COMPITO DA SVOLGERE. In quali correnti di pensiero e in quali studiosi ha trovato i suoi teorizzatori il libero arbitrio in tempi moderni, secondo l'estratto sul libero arbitrio?

ESTRATTO DELLA FONTE.

────────────────────────────────────────

Sostenitori del libero arbitrio si trovano ugualmente da sempre nella storia del pensiero umano. Dalla concezione aristotelica dell’assoluta libertà dell’uomo, ripresa con diverse angolazioni del pensiero della Scolastica e di S. Tommaso d’Aquino si è passati, attraverso Leibniz, alla teorizzazione kantiana del libero arbitrio: “le azioni dell’uomo, benché siano necessarie per i loro motivi determinanti, che precedono nel tempo, tuttavia le chiamiamo libere perché questi motivi sono rappresentazioni interne prodotte mediante le nostre proprie forze, per le quali secondo circostanze causanti sono prodotti di desideri, e quindi sono fatte azioni a nostro piacimento” (Kant [17881, 1995, pp. 118-119).
In tempi moderni il libero arbitrio ha trovato i suoi teorizzatori soprattutto nell’esistenzialismo di Heidegger e Sartre e nei nuovi fisici e genetisti come Jacques Monod e Moto Kimura.
Sigmund Freud, legato al positivismo empiristico del suo tempo, ha preceduto, in fondo, le posizioni degli ultimi neo-genetisti, teorizzando che il comportamento umano altro non sarebbe che la risultante di forze in conflitto o in sinergia le une con le altre e quindi il concetto di responsabilità morale verrebbe a perdere ogni senso: “Comunque, nell’idea del sosia, (.. .) possono essere incorporate ogni sorta di possibilità non realizzate che il destino potrebbe tenere in serbo e alle quali la fantasia vuole ancora aggrapparsi, e inoltre tutte le aspirazioni dell’Io che per sfavorevoli circostanze esterne non hanno potuto realizzarsi, oltre a tutte le decisioni della volontà che sono state represse e che hanno prodotto l’illusione del libero arbitrio”. (Freud, 1919, pag. 97)

────────────────────────────────────────

Dati estratti da una raccolta.
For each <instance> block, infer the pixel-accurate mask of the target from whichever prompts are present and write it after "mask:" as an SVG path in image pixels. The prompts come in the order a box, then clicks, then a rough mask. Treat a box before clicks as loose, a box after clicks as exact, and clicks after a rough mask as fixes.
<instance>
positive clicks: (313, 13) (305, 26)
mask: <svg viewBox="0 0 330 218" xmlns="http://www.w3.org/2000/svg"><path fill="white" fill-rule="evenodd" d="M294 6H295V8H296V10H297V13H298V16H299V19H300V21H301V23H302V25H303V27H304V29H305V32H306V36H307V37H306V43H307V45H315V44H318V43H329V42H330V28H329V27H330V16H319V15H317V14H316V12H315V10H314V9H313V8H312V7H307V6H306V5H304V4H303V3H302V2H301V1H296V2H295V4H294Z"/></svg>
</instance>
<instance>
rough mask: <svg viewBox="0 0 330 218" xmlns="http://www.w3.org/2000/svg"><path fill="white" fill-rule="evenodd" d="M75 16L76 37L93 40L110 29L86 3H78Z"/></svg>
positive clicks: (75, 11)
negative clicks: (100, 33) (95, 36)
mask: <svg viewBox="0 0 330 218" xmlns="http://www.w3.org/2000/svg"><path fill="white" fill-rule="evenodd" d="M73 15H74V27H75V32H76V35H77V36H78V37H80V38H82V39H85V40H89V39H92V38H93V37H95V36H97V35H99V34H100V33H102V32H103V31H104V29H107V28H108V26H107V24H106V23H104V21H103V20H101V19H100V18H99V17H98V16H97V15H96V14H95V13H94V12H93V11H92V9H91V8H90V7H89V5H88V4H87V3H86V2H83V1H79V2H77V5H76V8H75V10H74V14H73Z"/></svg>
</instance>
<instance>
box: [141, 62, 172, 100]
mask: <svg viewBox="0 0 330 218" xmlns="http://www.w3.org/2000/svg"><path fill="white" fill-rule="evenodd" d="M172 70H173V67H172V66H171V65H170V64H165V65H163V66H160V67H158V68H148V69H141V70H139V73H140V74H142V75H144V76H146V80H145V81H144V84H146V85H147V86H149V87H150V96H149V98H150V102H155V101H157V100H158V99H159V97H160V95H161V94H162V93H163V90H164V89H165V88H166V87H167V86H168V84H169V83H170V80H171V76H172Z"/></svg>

────────────────────────────────────────

RISPOSTA AL COMPITO. Li ha trovati soprattutto nell'esistenzialismo di Heidegger e Sartre e nei nuovi fisici e genetisti come Jacques Monod e Moto Kimura.